» **EXERCISE INSTRUCTIONS**
1. In the essay about caring for a mother with dementia, why was sitting with boxes of paperwork a good day for the mother? Answer in one to three sentences.
2. Can you sum up the essay about caring for a mother with dementia in two sentences?

» **PAGE EXCERPT**

Alzheimer’s disease and dementia has effected more and more people over the years. Babyboomers are all coming to age and have been faced with taking care of their elderly and aging parents, either coming to live with them or caring for them in the parental home. Either way, it is not easy, mentally, emotionally or physically. It’s hard to see the very parent who was once your tower of strength, come to a point where they are declining so much that you are becoming their parent and they your child. Most of the time we are doing this while trying to manage our own families, kids plus working full time. It’s becoming a desperate time for our generation and shows no signs of slowing down any time soon.
Photos Above: (1) Mom’s handwriting in 1985, (2) Mom’s handwriting at work, shorthand, (3) Mom’s handwriting 2014 weeks before her death, (4) below, Mom at an office party with Maury Amsterdam at what was most likely Bozell & Jacobs in NYC in the 50’s or 60’s.
My mother, Eleanor Van Meter was a very intelligent woman. She aspired her whole young life to be a career woman, and that she was. She worked in NYC at prestigious companies as an executive assistant, usually with the head of the company that she worked for. She had many responsibilities and took it very seriously. So, with that said, it was so hard for me to see her decline to the degree that she did while living with me. I looked at her as my superior, both mentally and in pecking order as a parent. And then, without a moments notice, I was her parent. How are we expected to cope with that?
I watched her slow decline over the span of about 6 and a half years after a fall in a supermarket, breaking her hip. A once brilliant woman, was now arguing with me on a daily basis, accusing me of all sort of crazy and insane things and at first, I would be hurt by her words, but then after educating myself, I understood what I was dealing with. Her father also had dementia, but being a young person at that time, I don’t remember this side of the disease with him. I do remember him sliding into the void, not knowing us, just staring into space with void eyes while confined to a wheelchair. I realized that this was the direction that my mother was heading in.
My mom was a born office worker. When living with me, a good day for her would be to sit in her room going through all sorts of paperwork, which could keep her busy for hours upon hours. She was no longer able to take care of her monthly affairs, so I had to take over for her. She would sit with her boxes of papers for long periods of time sorting and filing and trying to make head or tails of them. I knew that she didn’t understand what she was looking at, but was trying desperately to figure things out. After all, it’s what she had done almost her whole adult life and now she would sit baffled by what she was looking at, yet at the same time knowing in her heart that she used to know.

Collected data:
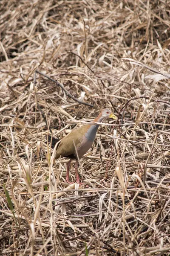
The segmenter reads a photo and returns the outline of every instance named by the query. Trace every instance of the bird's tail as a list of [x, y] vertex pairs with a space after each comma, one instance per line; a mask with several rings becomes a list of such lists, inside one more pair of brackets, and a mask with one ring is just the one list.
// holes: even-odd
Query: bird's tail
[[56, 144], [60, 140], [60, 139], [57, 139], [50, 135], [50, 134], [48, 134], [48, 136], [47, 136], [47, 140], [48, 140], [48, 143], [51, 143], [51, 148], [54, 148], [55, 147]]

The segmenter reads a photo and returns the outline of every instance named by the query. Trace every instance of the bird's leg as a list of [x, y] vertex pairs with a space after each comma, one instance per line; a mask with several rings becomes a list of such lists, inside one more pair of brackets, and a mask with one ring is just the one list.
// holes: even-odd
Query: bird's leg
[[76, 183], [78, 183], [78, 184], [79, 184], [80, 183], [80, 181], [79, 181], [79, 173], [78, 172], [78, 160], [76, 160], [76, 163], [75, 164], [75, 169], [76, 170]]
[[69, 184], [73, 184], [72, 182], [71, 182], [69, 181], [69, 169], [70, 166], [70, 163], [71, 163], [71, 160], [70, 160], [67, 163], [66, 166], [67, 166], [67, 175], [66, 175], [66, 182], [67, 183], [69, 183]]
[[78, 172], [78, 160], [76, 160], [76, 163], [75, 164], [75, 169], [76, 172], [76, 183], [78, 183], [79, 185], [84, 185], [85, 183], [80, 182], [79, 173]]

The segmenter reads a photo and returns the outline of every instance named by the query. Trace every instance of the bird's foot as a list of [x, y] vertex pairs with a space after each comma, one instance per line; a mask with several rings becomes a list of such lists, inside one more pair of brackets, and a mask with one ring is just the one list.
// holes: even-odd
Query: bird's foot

» **ANSWERS FOR THE EXERCISE**
1. She was a born office worker who had worked as an executive assistant at prestigious companies in NYC. Sorting and filing papers was what she had done for almost her whole adult life, and it could keep her busy for hours.

2. Alzheimer's disease and dementia affect more and more people, and baby boomers are caring for their aging parents while also managing their own families and full-time jobs. The writer describes the roughly six-and-a-half-year decline of Eleanor Van Meter, a once brilliant executive assistant, after she broke her hip in a fall, including daily arguments and long hours spent baffled by paperwork she once understood.